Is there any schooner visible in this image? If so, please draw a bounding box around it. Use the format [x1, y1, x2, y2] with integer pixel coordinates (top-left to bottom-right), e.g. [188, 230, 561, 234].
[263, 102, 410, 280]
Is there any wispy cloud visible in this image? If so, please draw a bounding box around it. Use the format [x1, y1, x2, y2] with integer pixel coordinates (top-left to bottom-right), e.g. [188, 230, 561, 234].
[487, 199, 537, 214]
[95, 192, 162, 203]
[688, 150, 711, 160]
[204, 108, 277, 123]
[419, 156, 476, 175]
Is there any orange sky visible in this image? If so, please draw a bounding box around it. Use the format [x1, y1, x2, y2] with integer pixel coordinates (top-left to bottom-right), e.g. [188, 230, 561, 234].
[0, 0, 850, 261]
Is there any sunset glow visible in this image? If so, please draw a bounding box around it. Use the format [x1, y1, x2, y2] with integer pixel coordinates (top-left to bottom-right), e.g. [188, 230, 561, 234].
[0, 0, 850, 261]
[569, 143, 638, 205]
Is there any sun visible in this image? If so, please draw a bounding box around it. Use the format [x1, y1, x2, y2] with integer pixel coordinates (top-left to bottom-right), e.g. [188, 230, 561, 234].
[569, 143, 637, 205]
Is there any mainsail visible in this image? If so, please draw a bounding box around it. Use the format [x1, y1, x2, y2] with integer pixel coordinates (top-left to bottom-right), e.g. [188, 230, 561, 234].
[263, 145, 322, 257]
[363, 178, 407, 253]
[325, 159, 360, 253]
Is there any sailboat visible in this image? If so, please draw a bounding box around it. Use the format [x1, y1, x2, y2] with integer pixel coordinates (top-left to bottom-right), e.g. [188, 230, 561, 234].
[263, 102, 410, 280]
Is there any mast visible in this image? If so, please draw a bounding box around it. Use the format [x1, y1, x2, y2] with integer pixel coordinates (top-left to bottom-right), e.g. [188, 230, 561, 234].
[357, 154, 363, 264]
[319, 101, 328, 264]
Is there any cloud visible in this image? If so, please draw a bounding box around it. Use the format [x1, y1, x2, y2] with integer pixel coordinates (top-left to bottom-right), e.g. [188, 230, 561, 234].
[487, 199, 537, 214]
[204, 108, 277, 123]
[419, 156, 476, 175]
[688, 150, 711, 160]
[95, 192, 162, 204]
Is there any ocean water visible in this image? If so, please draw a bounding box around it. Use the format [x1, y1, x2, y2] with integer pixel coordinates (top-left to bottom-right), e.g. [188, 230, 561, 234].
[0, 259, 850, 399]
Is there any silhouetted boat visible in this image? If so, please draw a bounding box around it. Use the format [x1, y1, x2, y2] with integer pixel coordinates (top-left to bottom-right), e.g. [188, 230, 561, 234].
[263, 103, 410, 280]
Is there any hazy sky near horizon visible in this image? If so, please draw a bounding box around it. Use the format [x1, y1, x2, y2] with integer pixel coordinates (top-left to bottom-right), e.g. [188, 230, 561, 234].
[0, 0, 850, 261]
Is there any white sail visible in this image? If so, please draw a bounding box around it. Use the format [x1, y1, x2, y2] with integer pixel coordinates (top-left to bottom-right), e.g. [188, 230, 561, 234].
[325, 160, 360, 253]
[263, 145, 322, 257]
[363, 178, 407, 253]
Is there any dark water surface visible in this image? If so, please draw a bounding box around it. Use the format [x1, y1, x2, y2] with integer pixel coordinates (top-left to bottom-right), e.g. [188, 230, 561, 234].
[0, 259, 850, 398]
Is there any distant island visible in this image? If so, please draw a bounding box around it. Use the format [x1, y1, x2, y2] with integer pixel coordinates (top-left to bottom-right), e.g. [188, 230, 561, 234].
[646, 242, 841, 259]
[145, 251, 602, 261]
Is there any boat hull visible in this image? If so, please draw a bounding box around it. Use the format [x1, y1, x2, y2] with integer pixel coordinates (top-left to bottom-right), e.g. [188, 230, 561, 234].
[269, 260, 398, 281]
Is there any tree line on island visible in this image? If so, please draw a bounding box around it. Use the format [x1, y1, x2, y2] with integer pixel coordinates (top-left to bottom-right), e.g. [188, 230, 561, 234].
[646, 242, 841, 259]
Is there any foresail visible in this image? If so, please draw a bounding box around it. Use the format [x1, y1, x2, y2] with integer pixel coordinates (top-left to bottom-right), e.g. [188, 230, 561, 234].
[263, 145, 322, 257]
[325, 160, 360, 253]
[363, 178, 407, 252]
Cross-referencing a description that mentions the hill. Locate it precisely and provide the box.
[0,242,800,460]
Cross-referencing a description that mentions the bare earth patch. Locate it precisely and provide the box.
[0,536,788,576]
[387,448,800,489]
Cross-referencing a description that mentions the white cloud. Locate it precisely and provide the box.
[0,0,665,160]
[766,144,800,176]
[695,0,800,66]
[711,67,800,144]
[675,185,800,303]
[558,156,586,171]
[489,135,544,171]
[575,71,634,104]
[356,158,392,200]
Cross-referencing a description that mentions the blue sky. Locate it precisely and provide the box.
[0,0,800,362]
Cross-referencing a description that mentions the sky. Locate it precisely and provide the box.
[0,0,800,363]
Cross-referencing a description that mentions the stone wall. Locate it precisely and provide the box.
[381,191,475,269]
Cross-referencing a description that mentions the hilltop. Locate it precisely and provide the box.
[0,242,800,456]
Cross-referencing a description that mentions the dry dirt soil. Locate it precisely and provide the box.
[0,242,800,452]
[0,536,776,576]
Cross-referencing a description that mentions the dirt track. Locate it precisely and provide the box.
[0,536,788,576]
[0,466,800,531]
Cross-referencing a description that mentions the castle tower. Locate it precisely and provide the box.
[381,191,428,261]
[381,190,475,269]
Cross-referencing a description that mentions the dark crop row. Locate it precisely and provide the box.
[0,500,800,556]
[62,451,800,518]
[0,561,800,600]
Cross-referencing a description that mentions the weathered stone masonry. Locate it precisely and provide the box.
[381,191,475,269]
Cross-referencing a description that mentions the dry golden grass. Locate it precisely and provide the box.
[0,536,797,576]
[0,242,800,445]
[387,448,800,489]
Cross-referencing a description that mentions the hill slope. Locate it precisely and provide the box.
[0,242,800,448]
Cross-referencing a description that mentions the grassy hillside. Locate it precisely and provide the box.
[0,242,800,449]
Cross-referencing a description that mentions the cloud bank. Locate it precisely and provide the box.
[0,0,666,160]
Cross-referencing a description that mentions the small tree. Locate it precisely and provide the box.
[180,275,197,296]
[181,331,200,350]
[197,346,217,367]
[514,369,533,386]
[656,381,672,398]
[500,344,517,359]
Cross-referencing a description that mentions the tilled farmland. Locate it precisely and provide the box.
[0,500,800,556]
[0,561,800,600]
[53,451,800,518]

◆ Task requirements:
Rewrite the entries from the line with "Is there any mainsail" to the line with "[319, 101, 328, 264]", replacing every "bounding box" with "rectangle" and leaving everything else unchanged.

◆ Final result:
Is there any mainsail visible in this image? If so, please draw a rectangle around it. Use the format [x1, y1, x2, y2] with integer pixel coordinates (top-left to bottom-right), e.g. [188, 230, 561, 234].
[263, 145, 322, 257]
[363, 178, 407, 253]
[325, 159, 360, 253]
Is there any sailboat visible in this image? If so, please draw a rectangle around it. Use the format [x1, y1, x2, y2] with integer pixel coordinates (top-left to bottom-right), e.g. [188, 230, 561, 234].
[263, 102, 410, 280]
Is there any mast visible in this image? If so, please draw a rectangle around it. Use the format [x1, y1, x2, y2] with integer pixel coordinates (top-left to bottom-right), e.g. [188, 230, 561, 234].
[357, 154, 363, 264]
[319, 101, 328, 264]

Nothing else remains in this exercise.